* _Raw data_

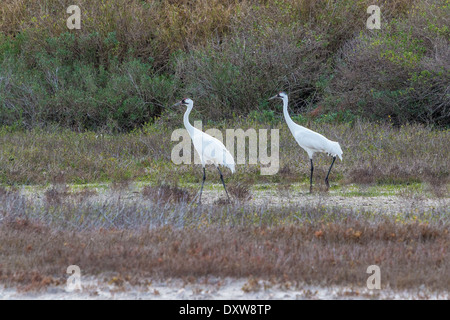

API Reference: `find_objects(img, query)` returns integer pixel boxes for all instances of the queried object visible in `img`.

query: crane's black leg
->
[198,167,206,203]
[325,157,336,189]
[217,167,230,201]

* _The exercise_
Please give the lines above as a JSON list of strings, one string per line, with blank lines left out and the picture omitted.

* _Task output_
[
  "API Reference: `find_objects(img, query)` returns integer pixel boxes for all instances of the queried object visible in `img`.",
  "query: crane's black leg",
  "->",
  "[198,167,206,203]",
  "[325,157,336,189]",
  "[217,167,230,201]"
]